Stored data entries:
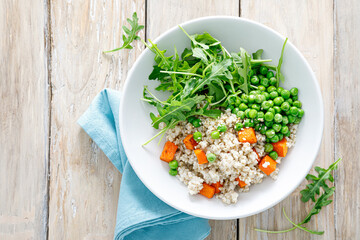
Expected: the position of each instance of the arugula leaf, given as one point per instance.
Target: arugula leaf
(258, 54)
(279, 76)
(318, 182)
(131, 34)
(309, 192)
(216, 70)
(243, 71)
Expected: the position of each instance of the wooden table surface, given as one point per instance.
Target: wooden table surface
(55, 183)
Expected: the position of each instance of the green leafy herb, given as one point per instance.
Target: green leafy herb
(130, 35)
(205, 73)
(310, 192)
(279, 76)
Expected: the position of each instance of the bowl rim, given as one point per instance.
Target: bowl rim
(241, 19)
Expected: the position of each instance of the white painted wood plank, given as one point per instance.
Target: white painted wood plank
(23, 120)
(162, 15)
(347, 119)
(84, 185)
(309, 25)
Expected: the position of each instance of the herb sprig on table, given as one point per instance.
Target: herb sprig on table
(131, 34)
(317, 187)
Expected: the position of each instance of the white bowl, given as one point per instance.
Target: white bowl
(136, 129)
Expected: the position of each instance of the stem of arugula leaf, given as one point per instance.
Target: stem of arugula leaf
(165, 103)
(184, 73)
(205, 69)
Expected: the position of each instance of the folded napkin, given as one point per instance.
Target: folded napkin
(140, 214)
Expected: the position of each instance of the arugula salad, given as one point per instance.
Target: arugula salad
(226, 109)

TASK DESCRIPTION | Turn the material above into a JSON list of strings, with each line as its own string and blank lines omitted. Exclude the pictures from the result.

OUTPUT BELOW |
[
  "Expected: the position of each instance of the arugula leaf, given as one point per instance.",
  "Target: arugula leaf",
  "(258, 54)",
  "(279, 76)",
  "(318, 182)",
  "(131, 34)",
  "(309, 192)",
  "(216, 70)",
  "(243, 71)",
  "Expected: the position of each instance of the wooden table surface, given as one point per instance.",
  "Target: wooden table surface",
  "(55, 183)",
  "Expected: the position of each instance of the green leafy herb, given as one point per instance.",
  "Target: green leafy herb",
  "(130, 35)",
  "(205, 73)",
  "(310, 192)",
  "(279, 76)",
  "Expected: the position of each instance of the bowl rim, given as one point per instance.",
  "Target: bowl rim",
  "(241, 19)",
  "Expected: the position of each instance of the white painted wood plank, given as one point per instance.",
  "Target: white painted wood plank",
  "(23, 120)",
  "(162, 15)",
  "(347, 119)",
  "(84, 185)",
  "(309, 25)",
  "Expected: the position of each instance of the herb sprig on table, given as one point per instance.",
  "Target: herb sprig on table",
  "(131, 34)",
  "(317, 187)",
  "Expected: the position of each instance of the white bowl, given as one point per instance.",
  "Target: white bowl",
  "(136, 129)",
  "Expected: the position of each instance of the stem of arugula leaf, given as one point per instance.",
  "Target: stem of arugula leaf",
  "(165, 103)",
  "(184, 73)",
  "(205, 69)",
  "Expected: the position of each instance of the folded napkin, given as one point per instance.",
  "Target: folded napkin",
  "(140, 214)",
  "Expected: the position of each instance of the arugula salad, given as one point per instance.",
  "Target: arugula salad",
  "(226, 109)"
]